[[ Data provided open ]]

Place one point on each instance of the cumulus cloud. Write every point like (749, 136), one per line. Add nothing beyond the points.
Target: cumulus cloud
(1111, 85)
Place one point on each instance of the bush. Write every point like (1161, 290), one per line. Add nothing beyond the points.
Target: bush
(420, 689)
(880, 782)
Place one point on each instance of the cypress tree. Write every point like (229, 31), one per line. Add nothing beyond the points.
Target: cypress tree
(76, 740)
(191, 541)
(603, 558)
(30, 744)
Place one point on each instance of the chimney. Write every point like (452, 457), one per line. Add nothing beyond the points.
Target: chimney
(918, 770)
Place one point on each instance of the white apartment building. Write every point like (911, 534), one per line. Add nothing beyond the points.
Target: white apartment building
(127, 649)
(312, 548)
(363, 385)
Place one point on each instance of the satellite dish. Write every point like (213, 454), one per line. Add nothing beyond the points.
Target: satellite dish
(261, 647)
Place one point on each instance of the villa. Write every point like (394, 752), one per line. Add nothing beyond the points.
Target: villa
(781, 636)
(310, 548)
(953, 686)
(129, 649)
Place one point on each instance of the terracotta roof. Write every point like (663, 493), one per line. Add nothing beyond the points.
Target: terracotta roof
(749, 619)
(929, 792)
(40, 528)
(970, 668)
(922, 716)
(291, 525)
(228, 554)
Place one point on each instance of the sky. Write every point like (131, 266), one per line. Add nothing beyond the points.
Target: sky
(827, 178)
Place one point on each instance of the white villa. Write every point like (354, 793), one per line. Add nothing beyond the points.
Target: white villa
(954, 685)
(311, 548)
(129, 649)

[[ Data provided closed ]]

## Exercise goal:
Repeat the entire listing exactly.

## Output for this task:
Place one point on each instance of the cumulus cloud. Write every point like (749, 136), one per line. Add nothing beyond the points.
Target: cumulus cloud
(1111, 85)
Place one point on each instance of the bush. Write every point like (1161, 290), one per line. Add nothing beyond the points.
Target: bush
(420, 689)
(880, 782)
Place one point on each instance of the cypress tree. Write every point like (229, 31), one per line. Add nothing beyond the points.
Target: cypress tree
(76, 740)
(191, 541)
(603, 558)
(30, 744)
Place one point on each instance of the chimney. Write every point like (452, 457), one per line. Add nothing beyond the points.
Target: chimney
(918, 770)
Place one point on each instance of the white apartment building. Write every point like (911, 534), one per line. Add nothing beyond the points.
Target: white apartment building
(127, 649)
(312, 548)
(363, 385)
Place one point on each instance of the satellite dish. Write every point like (213, 454), one per line. Add nothing beyond the points.
Target: satellite dish
(261, 647)
Place one point on each instance of the villa. Write every point like (394, 752), one per line. Add nothing beyond the points.
Target: villa
(781, 636)
(310, 548)
(953, 686)
(129, 649)
Place one point on each instance of the terracotta roof. Write every point like (663, 493), one per line. Add nothing beyond the points.
Target: terracotta roof
(749, 619)
(929, 792)
(40, 528)
(970, 668)
(922, 716)
(291, 525)
(228, 554)
Place one point on each instance of the sky. Write every point like (131, 266), one per line. Add nothing beyond the points.
Target: sky
(827, 178)
Place one point on each instance of the white villa. Write every point like (354, 793), one per line. Add nothing beyond the points.
Target: white villa
(954, 685)
(311, 548)
(129, 649)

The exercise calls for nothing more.